__List of tasks__:
(1) According to the compiler project page, what architecture is the generated code meant for?
(2) List every Scala learning resource that the compiler project page names.
(3) Echo the compiler project page word for word, starting with "You will do" and going on through "in Project #6).".

__Source passage__:
CSE5317/4305 Project


You should do this project alone. The course project is to construct a compiler for a small programming language, called SPL. It will involve: lexical analysis, parsing, semantic analysis (type-checking), and code generation for a MIPS architecture. The project is to be completed in six stages spaced throughout the term.

Survival Tips

Start working on programming assignments as soon as they are handed out. Do not wait till the day before the deadline. You will see that assignments take much more time when you work on them under pressure than when you are more relaxed. Remember that there is a severe penalty for late submissions. Design carefully before you code. Writing a well-designed piece of code is always easier than starting with some code that "almost works" and adding patches to make it "really work".


The goal of this project is to implement a full compiler for a simple programming language, called SPL. The language description is available at SPL.pdf.

Platform and Tools

You will do this project on your PC using the programming language Scala. You may use any PC (Windows, Mac OS X, Linux, etc). To install the project on your PC, you do the following:

The last project (#6) is optional (extra credit) for undergraduate students. In project #6, you will need to install the MIPS code simulator, called SPIM, to run the assembly code generated by your compiler (instructions will be given in Project #6).

You can learn more about Scala at:

  1. Scala Overview
  2. A Scala Tutorial for Java Programmers
  3. A Tour of Scala
  4. Scala by Example
  5. The Scala Language Specification
  6. Scala API
You may use the first two links only. The other links should be used as a reference only.

__Record set__:
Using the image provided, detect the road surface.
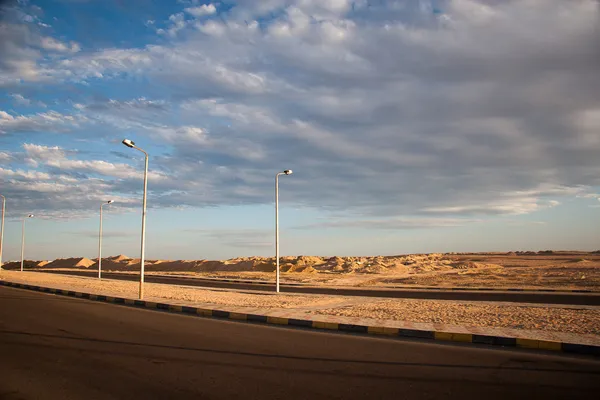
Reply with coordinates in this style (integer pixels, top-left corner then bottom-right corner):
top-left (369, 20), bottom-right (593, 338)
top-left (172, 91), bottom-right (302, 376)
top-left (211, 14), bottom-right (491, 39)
top-left (0, 287), bottom-right (600, 400)
top-left (31, 270), bottom-right (600, 306)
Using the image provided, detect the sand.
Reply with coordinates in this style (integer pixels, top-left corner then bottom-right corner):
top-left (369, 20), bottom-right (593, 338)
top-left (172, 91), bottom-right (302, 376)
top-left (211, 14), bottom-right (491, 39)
top-left (0, 271), bottom-right (600, 340)
top-left (5, 251), bottom-right (600, 291)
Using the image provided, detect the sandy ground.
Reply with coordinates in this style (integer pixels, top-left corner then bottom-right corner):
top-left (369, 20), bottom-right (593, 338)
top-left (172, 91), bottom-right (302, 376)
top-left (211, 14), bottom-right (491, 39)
top-left (0, 271), bottom-right (600, 338)
top-left (5, 252), bottom-right (600, 291)
top-left (314, 300), bottom-right (600, 335)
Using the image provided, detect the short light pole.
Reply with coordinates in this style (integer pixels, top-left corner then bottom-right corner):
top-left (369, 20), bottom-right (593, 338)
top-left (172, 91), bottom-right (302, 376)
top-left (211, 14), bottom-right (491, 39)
top-left (0, 194), bottom-right (6, 271)
top-left (275, 169), bottom-right (292, 293)
top-left (98, 200), bottom-right (114, 279)
top-left (122, 139), bottom-right (148, 300)
top-left (21, 214), bottom-right (33, 272)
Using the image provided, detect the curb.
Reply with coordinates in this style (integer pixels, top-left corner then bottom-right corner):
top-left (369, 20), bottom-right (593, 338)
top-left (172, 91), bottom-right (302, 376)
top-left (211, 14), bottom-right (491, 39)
top-left (0, 281), bottom-right (600, 357)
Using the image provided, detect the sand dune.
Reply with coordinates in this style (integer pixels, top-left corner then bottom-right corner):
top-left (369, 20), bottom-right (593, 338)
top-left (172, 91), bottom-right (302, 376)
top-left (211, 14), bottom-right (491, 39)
top-left (10, 254), bottom-right (496, 274)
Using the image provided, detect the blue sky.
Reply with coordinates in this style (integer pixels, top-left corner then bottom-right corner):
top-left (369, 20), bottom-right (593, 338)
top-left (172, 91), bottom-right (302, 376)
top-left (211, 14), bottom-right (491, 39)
top-left (0, 0), bottom-right (600, 260)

__Full solutions__:
(1) MIPS

(2)
Scala Overview
A Scala Tutorial for Java Programmers
A Tour of Scala
Scala by Example
The Scala Language Specification
Scala API

(3)
You will do this project on your PC using the programming language Scala. You may use any PC (Windows, Mac OS X, Linux, etc). To install the project on your PC, you do the following:

The last project (#6) is optional (extra credit) for undergraduate students. In project #6, you will need to install the MIPS code simulator, called SPIM, to run the assembly code generated by your compiler (instructions will be given in Project #6).